§ **A run of entries**:
━━━━━━━━━━━━━━━━

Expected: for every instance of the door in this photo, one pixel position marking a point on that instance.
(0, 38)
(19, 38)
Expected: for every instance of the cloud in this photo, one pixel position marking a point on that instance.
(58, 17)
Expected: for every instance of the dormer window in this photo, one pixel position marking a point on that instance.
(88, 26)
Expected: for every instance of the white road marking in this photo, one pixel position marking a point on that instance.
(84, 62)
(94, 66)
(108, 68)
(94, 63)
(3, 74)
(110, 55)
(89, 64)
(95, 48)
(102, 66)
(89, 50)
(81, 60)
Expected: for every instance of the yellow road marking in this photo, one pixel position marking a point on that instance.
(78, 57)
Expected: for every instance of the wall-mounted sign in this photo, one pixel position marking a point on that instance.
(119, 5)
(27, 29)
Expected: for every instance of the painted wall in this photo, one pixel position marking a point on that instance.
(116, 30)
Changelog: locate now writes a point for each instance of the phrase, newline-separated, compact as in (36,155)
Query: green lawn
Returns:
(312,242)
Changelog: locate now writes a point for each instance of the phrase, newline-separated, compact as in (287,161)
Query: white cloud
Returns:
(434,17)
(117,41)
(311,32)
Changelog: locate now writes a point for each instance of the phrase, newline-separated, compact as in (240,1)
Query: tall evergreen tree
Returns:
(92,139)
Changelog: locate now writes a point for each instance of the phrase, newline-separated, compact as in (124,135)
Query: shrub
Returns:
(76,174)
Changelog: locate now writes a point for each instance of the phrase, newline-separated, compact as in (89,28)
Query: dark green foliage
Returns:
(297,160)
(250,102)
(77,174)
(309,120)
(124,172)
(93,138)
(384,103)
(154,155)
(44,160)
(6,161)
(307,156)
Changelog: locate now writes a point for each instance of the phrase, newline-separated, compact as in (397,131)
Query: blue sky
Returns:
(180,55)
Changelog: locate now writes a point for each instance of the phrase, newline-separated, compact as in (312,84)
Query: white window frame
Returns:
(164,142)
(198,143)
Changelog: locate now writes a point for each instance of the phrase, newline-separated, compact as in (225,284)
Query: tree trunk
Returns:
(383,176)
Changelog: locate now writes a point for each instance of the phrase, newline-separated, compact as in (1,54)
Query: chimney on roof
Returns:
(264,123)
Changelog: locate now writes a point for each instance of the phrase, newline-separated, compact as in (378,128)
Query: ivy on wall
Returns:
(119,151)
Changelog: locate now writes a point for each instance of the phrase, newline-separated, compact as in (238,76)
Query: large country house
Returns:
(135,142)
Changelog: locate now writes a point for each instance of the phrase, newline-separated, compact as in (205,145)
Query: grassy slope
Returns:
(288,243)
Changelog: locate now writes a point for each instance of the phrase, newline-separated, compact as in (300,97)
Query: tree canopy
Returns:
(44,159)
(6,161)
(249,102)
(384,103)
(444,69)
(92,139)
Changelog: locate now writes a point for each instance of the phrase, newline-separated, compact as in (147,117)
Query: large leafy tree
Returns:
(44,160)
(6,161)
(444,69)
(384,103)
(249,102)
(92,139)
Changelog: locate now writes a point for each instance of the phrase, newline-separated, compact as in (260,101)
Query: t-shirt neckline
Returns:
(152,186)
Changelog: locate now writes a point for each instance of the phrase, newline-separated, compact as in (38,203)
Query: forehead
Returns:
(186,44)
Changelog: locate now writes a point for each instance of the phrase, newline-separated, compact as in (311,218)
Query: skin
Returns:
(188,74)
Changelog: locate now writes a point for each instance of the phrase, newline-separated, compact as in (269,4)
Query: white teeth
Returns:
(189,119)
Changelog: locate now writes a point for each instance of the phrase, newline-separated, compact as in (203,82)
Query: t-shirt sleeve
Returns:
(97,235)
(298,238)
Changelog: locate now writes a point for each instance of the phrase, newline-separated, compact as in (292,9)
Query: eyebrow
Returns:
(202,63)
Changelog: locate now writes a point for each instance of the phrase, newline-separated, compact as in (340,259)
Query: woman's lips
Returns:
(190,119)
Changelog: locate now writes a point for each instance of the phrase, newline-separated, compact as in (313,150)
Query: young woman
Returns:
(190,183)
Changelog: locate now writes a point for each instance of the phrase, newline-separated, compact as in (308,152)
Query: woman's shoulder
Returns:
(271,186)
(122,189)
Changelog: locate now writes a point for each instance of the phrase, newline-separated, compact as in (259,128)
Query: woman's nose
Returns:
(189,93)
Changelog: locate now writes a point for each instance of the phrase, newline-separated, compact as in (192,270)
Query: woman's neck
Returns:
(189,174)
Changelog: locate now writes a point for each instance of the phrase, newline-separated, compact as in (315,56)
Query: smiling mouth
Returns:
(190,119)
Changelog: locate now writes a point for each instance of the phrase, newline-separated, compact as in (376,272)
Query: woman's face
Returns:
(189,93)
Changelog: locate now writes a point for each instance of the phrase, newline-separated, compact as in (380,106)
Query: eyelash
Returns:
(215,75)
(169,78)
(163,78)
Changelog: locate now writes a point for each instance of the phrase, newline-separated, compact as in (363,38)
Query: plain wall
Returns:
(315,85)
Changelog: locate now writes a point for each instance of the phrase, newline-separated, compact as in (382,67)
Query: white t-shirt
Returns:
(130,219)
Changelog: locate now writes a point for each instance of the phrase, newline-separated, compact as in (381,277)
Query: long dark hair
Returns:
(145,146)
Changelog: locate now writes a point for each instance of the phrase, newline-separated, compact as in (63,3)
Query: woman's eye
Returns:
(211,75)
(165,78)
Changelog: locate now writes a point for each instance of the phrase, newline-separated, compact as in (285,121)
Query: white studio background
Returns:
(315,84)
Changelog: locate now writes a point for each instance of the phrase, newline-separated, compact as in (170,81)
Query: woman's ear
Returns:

━━━━━━━━━━━━━━━━

§ **Written instruction**: Copy the entries above line for line, without changing anything.

§ **The completed task**:
Expected: for every instance of the door in this photo, one pixel position marking a point on that instance.
(0, 38)
(19, 38)
Expected: for every instance of the cloud in this photo, one pixel position marking a point on that instance.
(58, 17)
Expected: for every instance of the dormer window in this photo, one pixel position marking a point on that instance.
(88, 26)
Expected: for every instance of the white road marking in this photo, one pixel position marking a point on that instance.
(84, 62)
(94, 66)
(108, 68)
(94, 63)
(3, 74)
(110, 55)
(89, 64)
(95, 48)
(102, 66)
(89, 50)
(81, 60)
Expected: for every instance of the yellow road marking in this photo, one pixel position marking a point on that instance.
(78, 57)
Expected: for every instance of the wall-mounted sign in this photo, one pixel position marking a point on that instance.
(119, 5)
(27, 29)
Expected: for every instance of the painted wall in this photo, one pixel position marking a point on that instance.
(116, 30)
Changelog: locate now writes a point for each instance of the phrase, newline-separated, compact as in (36,155)
Query: green lawn
Returns:
(312,242)
Changelog: locate now writes a point for each instance of the phrase, newline-separated, compact as in (287,161)
Query: white cloud
Returns:
(434,17)
(117,41)
(311,32)
Changelog: locate now writes a point for each instance of the phrase, newline-separated, compact as in (240,1)
Query: tall evergreen tree
Returns:
(92,139)
Changelog: locate now writes a point for each instance of the phrase, newline-separated, compact as in (124,135)
Query: shrub
Returns:
(76,174)
Changelog: locate now writes a point for each instance of the phrase, newline-separated, compact as in (89,28)
Query: dark green foliage
Returns:
(297,160)
(250,102)
(77,174)
(309,120)
(124,172)
(93,138)
(384,103)
(154,155)
(44,160)
(6,161)
(307,156)
Changelog: locate now writes a point for each instance of the phrase, newline-separated, compact as in (397,131)
Query: blue sky
Returns:
(180,55)
Changelog: locate now writes a point for each instance of the phrase, newline-separated, compact as in (312,84)
Query: white window frame
Returns:
(164,142)
(198,143)
Changelog: locate now writes a point for each instance of the phrase, newline-separated, compact as in (225,284)
Query: tree trunk
Returns:
(383,176)
Changelog: locate now writes a point for each instance of the phrase, newline-separated, compact as in (1,54)
Query: chimney on roof
Returns:
(264,123)
Changelog: locate now writes a point for each instance of the phrase, newline-separated, compact as in (378,128)
Query: ivy on wall
Returns:
(119,151)
Changelog: locate now writes a point for each instance of the phrase, newline-separated, compact as in (238,76)
Query: large country house
Returns:
(135,142)
Changelog: locate now writes a point for each instance of the phrase, newline-separated, compact as in (205,145)
Query: grassy slope
Returns:
(288,243)
Changelog: locate now writes a point for each instance of the phrase, newline-separated, compact as in (300,97)
Query: tree canopy
Returns:
(44,159)
(6,161)
(249,102)
(384,103)
(444,69)
(92,139)
Changelog: locate now writes a point for each instance of the phrase, newline-separated, compact as in (147,117)
Query: large leafy tree
Returns:
(44,160)
(6,161)
(444,69)
(384,103)
(249,102)
(92,139)
Changelog: locate now writes a point for each instance of the phrase, newline-separated, compact as in (260,101)
Query: t-shirt neckline
Returns:
(152,186)
Changelog: locate now writes a point for each instance of the phrase, newline-separated, compact as in (38,203)
Query: forehead
Returns:
(186,44)
Changelog: locate now writes a point for each instance of the phrase, newline-separated, compact as in (311,218)
Query: skin
Returns:
(188,74)
Changelog: locate now writes a point for each instance of the phrase, newline-separated, compact as in (269,4)
Query: white teeth
Returns:
(189,119)
Changelog: locate now writes a point for each instance of the phrase, newline-separated, compact as in (203,82)
Query: t-shirt sleeve
Returns:
(97,235)
(298,238)
Changelog: locate now writes a point for each instance of the phrase, newline-separated, compact as in (292,9)
Query: eyebrow
Returns:
(202,63)
Changelog: locate now writes a point for each instance of the phrase, newline-separated, compact as in (340,259)
Query: woman's lips
Returns:
(190,119)
Changelog: locate now writes a point for each instance of the phrase, newline-separated, compact as in (313,150)
Query: young woman
Returns:
(190,183)
Changelog: locate now writes a point for each instance of the phrase, newline-separated, compact as in (308,152)
Query: woman's shoulder
Returns:
(271,186)
(122,189)
Changelog: locate now writes a point for each instance of the phrase, newline-separated, compact as in (259,128)
Query: woman's nose
Returns:
(189,93)
Changelog: locate now writes a point for each instance of the phrase, newline-separated, compact as in (192,270)
Query: woman's neck
Returns:
(189,174)
Changelog: locate now writes a point for each instance of the phrase, newline-separated, compact as in (315,56)
Query: smiling mouth
Returns:
(190,119)
Changelog: locate now writes a point for each instance of the phrase, newline-separated, compact as in (376,272)
Query: woman's face
Returns:
(189,93)
Changelog: locate now writes a point for each instance of the phrase, newline-separated, compact as in (380,106)
Query: eyelash
Returns:
(215,75)
(169,78)
(163,78)
Changelog: locate now writes a point for each instance of the phrase, newline-separated, compact as in (363,38)
Query: plain wall
Returns:
(315,85)
Changelog: locate now writes a point for each instance of the phrase, newline-separated, compact as in (382,67)
Query: white t-shirt
Returns:
(130,219)
Changelog: locate now writes a point for each instance of the phrase, newline-separated, compact as in (381,277)
Query: long dark hair
Returns:
(145,146)
Changelog: locate now writes a point for each instance of the phrase, newline-separated, compact as in (63,3)
Query: woman's eye
Returns:
(211,75)
(165,78)
Changelog: locate now writes a point for each instance of the phrase, newline-separated, compact as in (285,121)
Query: white studio background
Returns:
(315,84)
Changelog: locate now writes a point for each instance of the phrase, newline-separated, compact as in (170,81)
Query: woman's ear
Returns:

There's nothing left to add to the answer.